What you have to do: The complete listing should be restated exactly.

Data extract:
%%

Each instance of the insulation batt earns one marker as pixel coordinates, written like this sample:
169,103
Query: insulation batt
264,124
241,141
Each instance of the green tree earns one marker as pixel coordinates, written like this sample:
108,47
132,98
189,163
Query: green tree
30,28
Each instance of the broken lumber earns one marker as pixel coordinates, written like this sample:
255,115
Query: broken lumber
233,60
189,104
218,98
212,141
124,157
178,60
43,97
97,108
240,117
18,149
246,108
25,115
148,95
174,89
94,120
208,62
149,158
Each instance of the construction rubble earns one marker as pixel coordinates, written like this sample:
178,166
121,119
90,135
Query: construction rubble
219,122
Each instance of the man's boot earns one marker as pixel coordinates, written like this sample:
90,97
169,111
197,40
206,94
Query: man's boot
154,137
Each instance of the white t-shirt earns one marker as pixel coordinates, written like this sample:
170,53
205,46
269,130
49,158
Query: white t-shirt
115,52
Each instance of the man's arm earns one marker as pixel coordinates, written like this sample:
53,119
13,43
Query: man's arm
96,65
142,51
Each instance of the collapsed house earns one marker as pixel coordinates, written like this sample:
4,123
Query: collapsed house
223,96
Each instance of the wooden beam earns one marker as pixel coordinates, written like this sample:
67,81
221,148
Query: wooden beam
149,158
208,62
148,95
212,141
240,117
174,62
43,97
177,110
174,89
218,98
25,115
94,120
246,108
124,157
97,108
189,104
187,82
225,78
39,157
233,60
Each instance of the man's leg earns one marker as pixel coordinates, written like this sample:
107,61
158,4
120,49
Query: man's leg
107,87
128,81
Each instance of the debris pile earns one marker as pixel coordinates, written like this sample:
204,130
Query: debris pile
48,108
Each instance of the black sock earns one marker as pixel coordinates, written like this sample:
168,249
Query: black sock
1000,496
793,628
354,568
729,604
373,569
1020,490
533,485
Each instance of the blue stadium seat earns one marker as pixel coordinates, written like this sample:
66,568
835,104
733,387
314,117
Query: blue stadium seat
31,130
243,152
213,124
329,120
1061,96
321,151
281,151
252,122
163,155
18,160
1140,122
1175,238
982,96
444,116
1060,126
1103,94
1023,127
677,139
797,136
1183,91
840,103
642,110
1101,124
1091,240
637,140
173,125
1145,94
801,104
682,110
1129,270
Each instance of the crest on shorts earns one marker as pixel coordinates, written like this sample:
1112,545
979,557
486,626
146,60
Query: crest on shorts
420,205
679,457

%%

Result of this exercise:
Each instance of the insulation batt earns one marker as pixel coordinates, written like this sample:
169,103
Query: insulation batt
264,124
241,141
Each instance of the green tree earns one marker as pixel coordinates, written like this sample:
108,47
132,98
189,163
Query: green tree
30,28
Each instance of the broken lumber earns one marker as pixel coordinates, written like this sample:
255,115
Query: broken lumber
233,60
189,104
218,98
212,141
124,157
178,60
43,97
97,108
240,117
18,149
246,108
25,115
148,95
174,89
94,120
208,62
149,158
Each instance of the construction rubble earns one marker as pixel coordinates, written like this sample:
178,166
121,119
90,135
Query: construction rubble
219,122
Each instance of the man's boot earns one marker as pixel coordinates, written like this sample:
90,97
169,111
197,40
206,94
Query: man's boot
154,137
Each instance of the white t-shirt earns one marker as pixel coordinates, written like this sample:
170,53
205,46
269,130
49,158
Query: white t-shirt
115,52
Each instance of the man's arm earns one marker as pixel coordinates, written like this sample:
53,119
13,43
Query: man's arm
96,65
142,51
Each instance of the collapsed house earns one marker as pixel coordinates, written like this sample:
4,123
Query: collapsed house
223,96
Each instance of the wooden beam earns one marker as pixel coordinates, written like this sample:
67,81
221,148
Query: wooden beam
149,158
208,62
148,95
212,141
240,117
174,62
43,97
177,110
174,89
218,98
25,115
94,120
246,108
124,157
97,108
189,104
187,82
225,78
39,157
233,60
Each instance of the man's leg earns one marker as pixel coordinates, written like this sample:
107,61
158,4
120,49
Query: man's leg
107,87
128,81
Each instance of the debris pile earns one marker as pixel coordinates, written like this sample:
204,130
Query: debris pile
48,108
Each instance of the black sock earns one marker as pixel coordinates, written like this sample:
168,249
Query: black sock
1000,496
793,628
354,568
729,604
373,569
1020,490
533,485
Each instance of the blue stadium seat earns one marker as pixel coordinates, written like this sample:
66,568
835,104
733,387
314,117
Query: blue stadium seat
31,130
243,152
213,124
329,120
1061,96
321,151
281,151
252,122
163,155
18,160
1140,122
1175,238
982,96
444,116
1060,126
1103,94
1023,127
677,139
797,136
1183,91
840,103
642,110
1101,124
1091,240
637,140
173,125
1145,94
801,104
682,110
1129,270
Each instance of the crest on shorts earns one marker as pixel coordinates, written like this sample:
1112,545
979,557
486,626
146,60
Query: crest on shorts
420,205
679,457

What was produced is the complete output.